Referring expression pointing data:
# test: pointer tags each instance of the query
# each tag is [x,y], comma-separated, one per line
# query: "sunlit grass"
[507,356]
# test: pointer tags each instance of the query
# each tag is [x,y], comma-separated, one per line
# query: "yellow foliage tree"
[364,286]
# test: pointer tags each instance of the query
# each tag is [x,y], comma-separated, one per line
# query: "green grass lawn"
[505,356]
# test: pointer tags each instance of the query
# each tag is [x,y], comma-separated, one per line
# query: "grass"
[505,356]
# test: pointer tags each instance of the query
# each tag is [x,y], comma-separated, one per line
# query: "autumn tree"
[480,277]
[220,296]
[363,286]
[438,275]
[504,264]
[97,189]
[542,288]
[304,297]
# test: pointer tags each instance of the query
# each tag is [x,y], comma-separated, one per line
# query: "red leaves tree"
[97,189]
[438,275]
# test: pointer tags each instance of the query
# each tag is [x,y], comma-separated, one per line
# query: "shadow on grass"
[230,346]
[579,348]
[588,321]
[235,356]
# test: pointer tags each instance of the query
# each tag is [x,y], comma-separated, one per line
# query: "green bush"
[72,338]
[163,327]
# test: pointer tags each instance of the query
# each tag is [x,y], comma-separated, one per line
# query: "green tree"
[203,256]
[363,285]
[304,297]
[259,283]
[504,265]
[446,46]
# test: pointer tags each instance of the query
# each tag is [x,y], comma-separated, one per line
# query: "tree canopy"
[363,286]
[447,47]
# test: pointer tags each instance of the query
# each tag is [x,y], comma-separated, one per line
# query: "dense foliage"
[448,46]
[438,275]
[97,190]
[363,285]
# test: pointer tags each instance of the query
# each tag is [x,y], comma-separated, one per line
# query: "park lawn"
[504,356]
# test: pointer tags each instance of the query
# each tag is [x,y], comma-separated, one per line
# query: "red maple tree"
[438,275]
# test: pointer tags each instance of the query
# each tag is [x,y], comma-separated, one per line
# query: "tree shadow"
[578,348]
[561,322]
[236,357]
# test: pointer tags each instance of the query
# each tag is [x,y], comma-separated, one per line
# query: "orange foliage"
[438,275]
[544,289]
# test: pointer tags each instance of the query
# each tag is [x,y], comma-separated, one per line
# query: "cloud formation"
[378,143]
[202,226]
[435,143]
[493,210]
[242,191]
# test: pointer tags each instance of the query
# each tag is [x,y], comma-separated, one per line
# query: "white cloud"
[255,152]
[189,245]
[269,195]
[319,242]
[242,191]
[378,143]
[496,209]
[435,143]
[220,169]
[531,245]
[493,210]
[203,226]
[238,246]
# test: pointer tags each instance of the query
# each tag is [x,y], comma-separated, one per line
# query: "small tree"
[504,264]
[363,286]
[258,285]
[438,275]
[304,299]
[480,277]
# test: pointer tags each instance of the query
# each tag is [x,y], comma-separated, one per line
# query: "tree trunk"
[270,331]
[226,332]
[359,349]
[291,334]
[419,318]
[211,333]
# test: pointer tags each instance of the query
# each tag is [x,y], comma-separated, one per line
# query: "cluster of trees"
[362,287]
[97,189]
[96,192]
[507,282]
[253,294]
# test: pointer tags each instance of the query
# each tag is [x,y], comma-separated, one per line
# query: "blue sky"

#### WHAT YOU SHOULD DO
Every record must be transcribed exactly, with no line skipped.

#### ANSWER SECTION
# test: pointer tags each instance of the query
# each tag is [x,y], comma-separated, one per line
# query: "sunlit grass"
[507,356]
# test: pointer tags each instance of the query
# each tag is [x,y], comma-separated, one per line
# query: "yellow foliage tree"
[364,286]
# test: pointer tags each instance of the query
# each tag is [x,y], comma-separated, one per line
# query: "green grass lawn"
[505,356]
# test: pointer tags each instance of the query
# each tag is [x,y], comma-separated, one per line
# query: "grass"
[505,356]
# test: pointer tags each instance of the query
# each tag is [x,y], comma-separated, one per line
# query: "autumn tree"
[480,277]
[220,296]
[363,286]
[438,275]
[504,264]
[97,189]
[542,288]
[304,297]
# test: pointer tags each instance of the query
# each tag is [x,y], comma-separated, one per line
# query: "red leaves tree"
[97,189]
[438,275]
# test: pointer tags each instance of the query
# each tag is [x,y], comma-separated, one per line
# query: "shadow on grass"
[230,346]
[579,348]
[588,321]
[235,356]
# test: pointer tags each instance of the query
# each tag is [x,y], comma-separated, one per line
# query: "green bush"
[72,338]
[163,327]
# test: pointer tags each instance of the query
# each tag is [x,y], comma-separated, one per line
# query: "green tree"
[203,256]
[363,285]
[304,297]
[259,283]
[504,265]
[446,46]
# test: pointer tags each instance of the query
# each tag is [x,y], comma-separated, one per line
# query: "tree canopy"
[363,286]
[447,47]
# test: pointer tags each instance of the query
# each tag is [x,y], comma-separated, one per line
# query: "dense foliage"
[448,46]
[438,275]
[97,190]
[363,285]
# test: pointer tags each instance of the query
# each tag is [x,y], comma-separated, one per line
# query: "park lawn"
[504,356]
# test: pointer tags each instance of the query
# each tag is [x,y], comma-separated, one per line
# query: "red maple tree"
[438,275]
# test: pointer tags each instance of the query
# each tag is [x,y], comma-separated, one per line
# query: "tree shadow"
[578,348]
[561,322]
[236,357]
# test: pointer tags each instance of the query
# each tag is [x,y], comma-separated, one per line
# query: "orange foliage"
[438,275]
[544,289]
# test: pointer tags each instance of the query
# each tag is [x,y], comma-separated, one per line
# query: "cloud formation"
[378,143]
[202,226]
[435,143]
[493,210]
[242,191]
# test: pointer tags each instance of the query
# each tag is [x,y], comma-separated, one per line
# query: "white cloud"
[255,152]
[189,245]
[269,195]
[319,242]
[242,191]
[378,143]
[496,209]
[435,143]
[220,169]
[531,245]
[493,210]
[203,226]
[238,246]
# test: pointer tags each instance of the query
# each tag is [x,y], comma-separated, one per line
# query: "small tree"
[504,264]
[363,286]
[258,285]
[438,275]
[304,299]
[480,277]
# test: pointer tags each instance of the query
# each tag is [x,y], comma-separated, one per line
# query: "tree trunk"
[270,331]
[226,332]
[359,349]
[291,334]
[419,318]
[211,333]
# test: pointer tags each instance of the query
# each tag is [x,y], comma-separated, one per line
# query: "cluster of trees"
[362,287]
[97,189]
[96,192]
[507,282]
[253,294]
# test: pointer tags each instance of the query
# each tag is [x,y], comma-separated, one per line
# query: "blue sky"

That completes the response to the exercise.